**ACTIVITY:** Look through the entries below and count every line in which "pixels" appears; reply with the number only.

════════

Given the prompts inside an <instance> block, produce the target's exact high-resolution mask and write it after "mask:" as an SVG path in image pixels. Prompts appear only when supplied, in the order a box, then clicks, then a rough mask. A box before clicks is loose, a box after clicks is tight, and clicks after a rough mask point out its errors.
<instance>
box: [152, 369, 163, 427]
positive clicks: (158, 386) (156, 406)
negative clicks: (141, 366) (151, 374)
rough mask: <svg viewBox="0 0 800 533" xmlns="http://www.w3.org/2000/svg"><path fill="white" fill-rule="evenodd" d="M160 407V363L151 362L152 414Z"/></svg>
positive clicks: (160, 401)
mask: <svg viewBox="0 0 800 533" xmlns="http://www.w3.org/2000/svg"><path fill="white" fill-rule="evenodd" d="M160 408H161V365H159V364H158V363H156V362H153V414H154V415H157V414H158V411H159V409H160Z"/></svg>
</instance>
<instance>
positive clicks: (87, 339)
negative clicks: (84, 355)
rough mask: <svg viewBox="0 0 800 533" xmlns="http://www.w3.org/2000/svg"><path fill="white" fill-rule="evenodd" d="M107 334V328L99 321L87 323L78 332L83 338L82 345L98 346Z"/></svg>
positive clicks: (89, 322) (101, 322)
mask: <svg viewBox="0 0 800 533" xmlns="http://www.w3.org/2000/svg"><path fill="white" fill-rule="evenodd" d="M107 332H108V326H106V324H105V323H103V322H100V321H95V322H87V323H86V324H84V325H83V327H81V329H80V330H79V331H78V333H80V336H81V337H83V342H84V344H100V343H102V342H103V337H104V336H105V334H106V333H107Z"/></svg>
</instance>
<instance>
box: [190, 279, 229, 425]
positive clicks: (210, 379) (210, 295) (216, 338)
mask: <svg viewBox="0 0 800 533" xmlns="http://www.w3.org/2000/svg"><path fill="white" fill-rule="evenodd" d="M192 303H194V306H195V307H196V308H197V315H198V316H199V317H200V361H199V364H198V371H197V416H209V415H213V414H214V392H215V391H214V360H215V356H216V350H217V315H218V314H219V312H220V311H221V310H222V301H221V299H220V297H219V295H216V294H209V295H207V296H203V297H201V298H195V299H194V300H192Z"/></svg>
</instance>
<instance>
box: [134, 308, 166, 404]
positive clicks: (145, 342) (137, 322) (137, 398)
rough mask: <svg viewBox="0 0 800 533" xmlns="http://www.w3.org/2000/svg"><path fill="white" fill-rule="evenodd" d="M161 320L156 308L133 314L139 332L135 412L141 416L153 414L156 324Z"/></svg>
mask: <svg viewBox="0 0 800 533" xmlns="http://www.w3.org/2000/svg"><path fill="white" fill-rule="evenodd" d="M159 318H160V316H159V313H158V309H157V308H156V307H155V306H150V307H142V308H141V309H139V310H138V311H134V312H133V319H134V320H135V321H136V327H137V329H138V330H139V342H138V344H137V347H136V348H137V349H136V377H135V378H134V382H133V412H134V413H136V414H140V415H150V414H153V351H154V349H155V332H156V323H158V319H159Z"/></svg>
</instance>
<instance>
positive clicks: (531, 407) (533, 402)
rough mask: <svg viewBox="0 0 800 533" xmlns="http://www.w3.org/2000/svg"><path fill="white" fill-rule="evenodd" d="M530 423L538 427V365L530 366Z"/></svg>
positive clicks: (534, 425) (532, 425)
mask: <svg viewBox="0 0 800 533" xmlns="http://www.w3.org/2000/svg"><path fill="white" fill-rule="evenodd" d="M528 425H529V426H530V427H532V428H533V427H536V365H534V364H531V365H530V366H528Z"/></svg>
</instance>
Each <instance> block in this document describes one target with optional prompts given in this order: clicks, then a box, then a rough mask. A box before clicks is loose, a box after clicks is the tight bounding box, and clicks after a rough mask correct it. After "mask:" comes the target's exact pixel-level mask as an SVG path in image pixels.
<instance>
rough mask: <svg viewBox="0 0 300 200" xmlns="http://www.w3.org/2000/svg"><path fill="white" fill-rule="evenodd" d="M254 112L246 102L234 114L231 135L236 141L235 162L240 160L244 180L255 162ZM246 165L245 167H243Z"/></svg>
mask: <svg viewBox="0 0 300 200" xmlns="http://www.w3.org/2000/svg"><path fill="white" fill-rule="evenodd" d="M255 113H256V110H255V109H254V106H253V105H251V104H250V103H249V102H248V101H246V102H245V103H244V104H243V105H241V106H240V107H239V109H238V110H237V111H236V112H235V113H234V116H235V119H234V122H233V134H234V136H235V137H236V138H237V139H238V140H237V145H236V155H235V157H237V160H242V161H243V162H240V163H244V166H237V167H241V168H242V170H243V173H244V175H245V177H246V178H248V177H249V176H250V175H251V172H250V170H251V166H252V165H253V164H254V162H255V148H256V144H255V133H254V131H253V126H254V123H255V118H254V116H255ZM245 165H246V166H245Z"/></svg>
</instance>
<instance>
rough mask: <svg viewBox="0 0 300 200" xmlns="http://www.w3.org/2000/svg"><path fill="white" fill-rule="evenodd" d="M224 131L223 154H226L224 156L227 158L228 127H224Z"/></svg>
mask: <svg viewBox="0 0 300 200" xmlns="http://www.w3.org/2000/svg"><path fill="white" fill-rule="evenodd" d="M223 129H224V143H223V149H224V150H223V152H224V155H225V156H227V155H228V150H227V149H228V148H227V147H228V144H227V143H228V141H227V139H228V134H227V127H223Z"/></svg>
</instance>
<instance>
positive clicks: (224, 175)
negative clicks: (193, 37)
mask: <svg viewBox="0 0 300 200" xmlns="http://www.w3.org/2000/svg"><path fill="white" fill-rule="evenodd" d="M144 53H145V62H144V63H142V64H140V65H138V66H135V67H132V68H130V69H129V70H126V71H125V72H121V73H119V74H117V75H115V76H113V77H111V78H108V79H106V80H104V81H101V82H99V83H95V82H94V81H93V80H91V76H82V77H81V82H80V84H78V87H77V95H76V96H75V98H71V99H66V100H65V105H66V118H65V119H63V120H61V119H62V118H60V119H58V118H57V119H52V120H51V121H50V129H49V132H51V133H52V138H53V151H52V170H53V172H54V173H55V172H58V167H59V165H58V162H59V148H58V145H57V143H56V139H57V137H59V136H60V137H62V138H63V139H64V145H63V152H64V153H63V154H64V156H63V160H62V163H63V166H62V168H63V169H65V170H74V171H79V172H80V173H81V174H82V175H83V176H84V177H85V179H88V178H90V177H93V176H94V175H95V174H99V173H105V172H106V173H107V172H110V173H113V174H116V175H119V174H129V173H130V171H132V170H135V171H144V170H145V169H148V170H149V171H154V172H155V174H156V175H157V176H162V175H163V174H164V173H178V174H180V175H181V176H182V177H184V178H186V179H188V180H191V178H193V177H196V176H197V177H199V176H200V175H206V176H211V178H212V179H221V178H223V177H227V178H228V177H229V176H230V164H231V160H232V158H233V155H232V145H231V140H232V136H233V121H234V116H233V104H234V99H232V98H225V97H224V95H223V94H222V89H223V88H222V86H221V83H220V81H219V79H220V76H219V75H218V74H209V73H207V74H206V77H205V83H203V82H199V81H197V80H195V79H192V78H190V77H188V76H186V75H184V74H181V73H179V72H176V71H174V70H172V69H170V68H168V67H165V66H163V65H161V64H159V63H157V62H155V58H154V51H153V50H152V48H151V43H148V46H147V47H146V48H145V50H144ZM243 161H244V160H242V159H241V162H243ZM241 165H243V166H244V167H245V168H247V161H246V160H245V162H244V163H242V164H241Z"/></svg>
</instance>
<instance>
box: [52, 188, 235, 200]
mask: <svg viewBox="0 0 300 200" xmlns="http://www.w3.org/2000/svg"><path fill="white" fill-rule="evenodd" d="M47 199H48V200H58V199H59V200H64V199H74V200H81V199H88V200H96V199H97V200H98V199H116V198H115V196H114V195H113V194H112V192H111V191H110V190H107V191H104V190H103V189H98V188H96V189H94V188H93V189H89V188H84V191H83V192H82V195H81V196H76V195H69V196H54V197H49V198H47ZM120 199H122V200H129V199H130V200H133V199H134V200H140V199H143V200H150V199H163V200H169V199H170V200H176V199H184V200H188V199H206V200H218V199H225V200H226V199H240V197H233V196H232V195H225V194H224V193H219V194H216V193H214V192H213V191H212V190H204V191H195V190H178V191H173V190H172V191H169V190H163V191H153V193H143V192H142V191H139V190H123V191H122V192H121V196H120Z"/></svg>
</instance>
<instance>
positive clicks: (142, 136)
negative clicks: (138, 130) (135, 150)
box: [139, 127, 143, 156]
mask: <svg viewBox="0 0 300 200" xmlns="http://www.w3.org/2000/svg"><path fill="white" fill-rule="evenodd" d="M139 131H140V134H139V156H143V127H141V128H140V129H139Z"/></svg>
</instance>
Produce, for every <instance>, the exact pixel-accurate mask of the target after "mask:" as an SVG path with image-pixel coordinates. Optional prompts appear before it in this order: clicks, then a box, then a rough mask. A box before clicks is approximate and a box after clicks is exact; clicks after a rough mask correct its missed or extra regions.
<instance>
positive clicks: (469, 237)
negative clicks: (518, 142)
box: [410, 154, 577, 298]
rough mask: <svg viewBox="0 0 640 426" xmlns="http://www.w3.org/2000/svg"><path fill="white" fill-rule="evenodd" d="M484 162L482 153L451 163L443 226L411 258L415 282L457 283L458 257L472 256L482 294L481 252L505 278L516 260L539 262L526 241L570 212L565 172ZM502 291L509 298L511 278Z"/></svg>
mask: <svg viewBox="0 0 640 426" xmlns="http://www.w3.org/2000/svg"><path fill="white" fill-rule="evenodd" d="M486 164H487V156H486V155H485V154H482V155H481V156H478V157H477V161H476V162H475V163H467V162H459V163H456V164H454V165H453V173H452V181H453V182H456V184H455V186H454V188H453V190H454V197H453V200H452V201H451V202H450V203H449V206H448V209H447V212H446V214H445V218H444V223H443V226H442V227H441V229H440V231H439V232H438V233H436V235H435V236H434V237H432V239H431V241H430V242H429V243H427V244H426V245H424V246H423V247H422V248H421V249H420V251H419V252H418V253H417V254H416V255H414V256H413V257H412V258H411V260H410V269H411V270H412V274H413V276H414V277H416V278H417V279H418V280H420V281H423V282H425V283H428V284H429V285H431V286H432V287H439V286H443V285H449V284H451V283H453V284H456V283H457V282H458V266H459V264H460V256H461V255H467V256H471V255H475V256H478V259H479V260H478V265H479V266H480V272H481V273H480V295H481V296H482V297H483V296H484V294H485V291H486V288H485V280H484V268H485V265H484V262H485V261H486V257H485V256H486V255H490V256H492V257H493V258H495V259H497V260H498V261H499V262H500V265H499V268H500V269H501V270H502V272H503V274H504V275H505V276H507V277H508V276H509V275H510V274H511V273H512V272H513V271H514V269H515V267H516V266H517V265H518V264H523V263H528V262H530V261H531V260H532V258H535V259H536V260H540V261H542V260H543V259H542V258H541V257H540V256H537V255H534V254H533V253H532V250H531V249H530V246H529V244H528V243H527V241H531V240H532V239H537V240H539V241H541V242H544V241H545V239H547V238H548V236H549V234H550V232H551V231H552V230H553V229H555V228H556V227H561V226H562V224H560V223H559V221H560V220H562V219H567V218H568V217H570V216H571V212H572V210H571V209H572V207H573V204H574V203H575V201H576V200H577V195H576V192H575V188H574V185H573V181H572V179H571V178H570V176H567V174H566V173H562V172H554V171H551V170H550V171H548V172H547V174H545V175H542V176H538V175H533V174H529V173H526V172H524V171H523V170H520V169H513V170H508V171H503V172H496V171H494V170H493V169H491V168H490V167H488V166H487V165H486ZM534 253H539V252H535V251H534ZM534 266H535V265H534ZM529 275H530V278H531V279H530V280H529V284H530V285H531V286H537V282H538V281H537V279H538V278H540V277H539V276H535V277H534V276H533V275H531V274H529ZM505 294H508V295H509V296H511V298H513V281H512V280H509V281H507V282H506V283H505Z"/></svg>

════════

**SOLUTION FOR THIS TASK:** 2